Extracted text.
Susanne — barely five feet tall, blue-jeans and a tight smile, one of those iron-spike older backcountry women with the sort of sun-aged face that could make her fifty-five or ninety but always curiously lovely — is standing behind the bar with her back to me, talking to me over her shoulder.

“Naw, you see, you really wanna to talk to my son… he’s supposed to be tending the bar, God knows where he’s got off to,” she says. She shrugs and her narrow shoulders hump up and down. You can see the motion of her shoulder blades through the thin material of tank top. It makes me think of the way a coyote walks.

“I don’t really want to talk to you, nothing personal. I’m just tired is all. It’s hot and I’m tired and I been busting my bazoongas since four this morning and I’m tired. Don’t take it personal.”

I don’t take it personal. Even if I did take it personal, I wouldn’t have said anything, because Susanne is in the middle of doing a beautiful thing — pouring me a beer. She pulls a chilled glass out from under the bar, tilts it sideways forty-five degrees, kicks the tap on with the heel of her hand. Froth, bubbles, honey-cold, skiff of head and the glass is on the bar in front of me, frosting over, on a coaster even. Perfect pour. Parallel Forty-Nine Filthy Dirty IPA. Bitter, hoppy, the kind of hoppy that makes your tongue a bit numb. It’s the best thing I’ve had all day.

Susanne’s right — it is hot. That’s weird, for Alaska, but it is, it’s damn hot. The door to the bar is open but the bar’s got no windows and the contrast — the brightness outside, the darkness inside— gives the room the feeling of a cave. There’s a damp, boozy smell in there, like all the beer that’s ever been spilled on the floor boards never got entirely cleaned up. Outside, tourists wearing golf shirts and cargo shorts and fanny packs mingle with Insiders from Dawson and Tok and Fairbanks in ratty jeans and tank tops and ball caps that say things like Winterlong and Hoodoo.

Source data.
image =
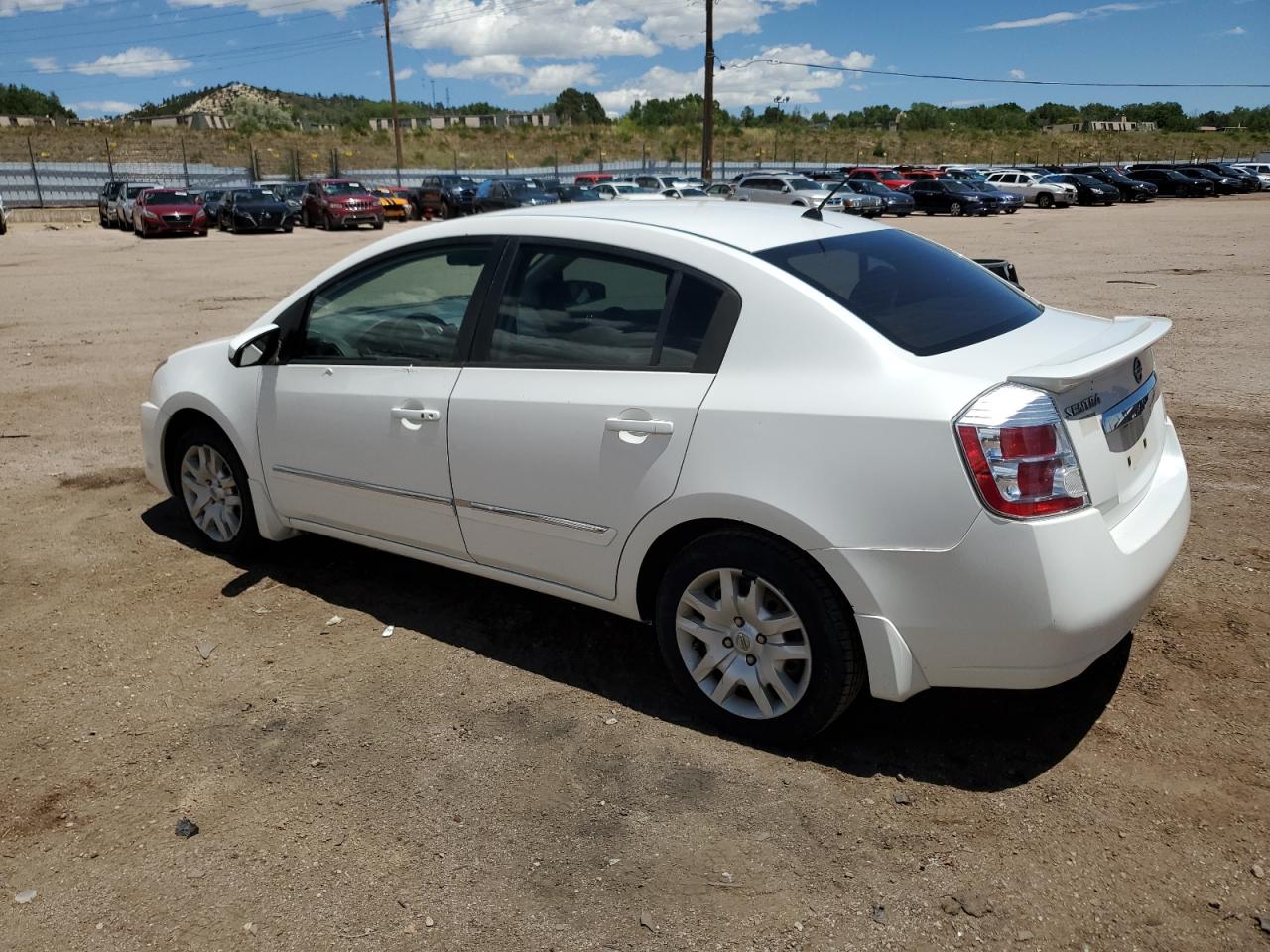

Given task.
Carry on the narrative about Susanne's bar in Alaska, beginning right after its final sentence.

Final result.
The tourists are probably just passing through but the Insiders are there for Chickenstock, the once-a-year music festival the tiny community two hours east of Tok throws each year in the summer. Some band called The Forest That Never Sleeps is supposed to be playing, along with Ryan Bowers and the Braintrust, the Rock Bottom Stompers, Cotton Ginny — nobody you’d have ever heard of, which is the best reason I can think of to go see a band.

I tried to arrange band interviews before I left Whitehorse, but I couldn’t get a hold of anybody. The festival has a facebook page and an email address, but since there’s no internet (or phone service) in Chicken, I can see why they had a hard time getting back to me. I did get one message from them, but the email didn’t even have a name attached to it, so when I rolled into town I started asking around — hey, do you know who’s in charge, you know who I can ask about? I got a variety of answers, from “No,” to “Jake”, to “Tom, I think,” to “Oh you want Josh.”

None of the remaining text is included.